Beginning at the line containing "Would you be able to pick out the dryer glass" in the material below and ending at the line containing "Would you be able to pick out the black appliance", return each line exactly and add nothing.

## Records for the exercise
:::
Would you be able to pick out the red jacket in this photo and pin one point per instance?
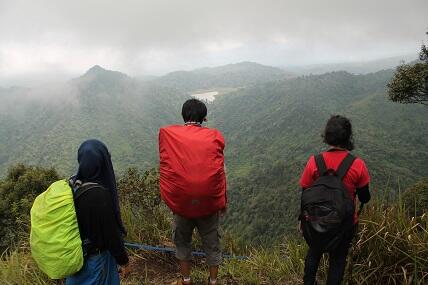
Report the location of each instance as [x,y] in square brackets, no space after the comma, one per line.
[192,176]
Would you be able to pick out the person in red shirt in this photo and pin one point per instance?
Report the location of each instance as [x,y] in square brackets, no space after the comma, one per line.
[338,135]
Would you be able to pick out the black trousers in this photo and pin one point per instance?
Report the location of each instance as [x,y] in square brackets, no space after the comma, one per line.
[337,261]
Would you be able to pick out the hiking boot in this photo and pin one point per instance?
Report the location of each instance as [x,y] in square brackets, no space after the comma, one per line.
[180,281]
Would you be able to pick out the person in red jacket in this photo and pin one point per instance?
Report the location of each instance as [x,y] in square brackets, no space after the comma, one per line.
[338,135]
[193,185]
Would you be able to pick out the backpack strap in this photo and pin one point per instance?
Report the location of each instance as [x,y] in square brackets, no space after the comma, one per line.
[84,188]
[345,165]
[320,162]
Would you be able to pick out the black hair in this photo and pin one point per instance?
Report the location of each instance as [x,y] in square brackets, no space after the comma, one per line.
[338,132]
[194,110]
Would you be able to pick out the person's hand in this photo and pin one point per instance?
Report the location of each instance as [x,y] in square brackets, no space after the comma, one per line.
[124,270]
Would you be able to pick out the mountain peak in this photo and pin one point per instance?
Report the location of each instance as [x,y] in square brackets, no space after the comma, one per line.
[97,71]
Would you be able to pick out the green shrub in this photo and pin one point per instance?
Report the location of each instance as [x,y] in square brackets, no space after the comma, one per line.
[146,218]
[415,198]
:::
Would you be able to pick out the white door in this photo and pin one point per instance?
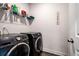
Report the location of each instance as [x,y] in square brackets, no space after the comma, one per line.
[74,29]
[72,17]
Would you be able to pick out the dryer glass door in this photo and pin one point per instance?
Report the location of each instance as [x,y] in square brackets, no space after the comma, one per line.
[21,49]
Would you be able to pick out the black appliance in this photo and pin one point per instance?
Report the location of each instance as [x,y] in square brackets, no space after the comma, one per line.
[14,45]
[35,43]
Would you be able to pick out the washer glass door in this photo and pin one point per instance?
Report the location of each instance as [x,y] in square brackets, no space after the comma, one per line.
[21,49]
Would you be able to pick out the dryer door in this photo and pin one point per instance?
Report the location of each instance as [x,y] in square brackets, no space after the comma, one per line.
:::
## Finished exercise
Would you be able to pick out the dryer glass door in this photo and pin one point per instance?
Report the location of each instance as [x,y] in square brackets, no space after the comma, one per line.
[21,49]
Would you be able to pick out the black appliance in this photo and pin one point per instance?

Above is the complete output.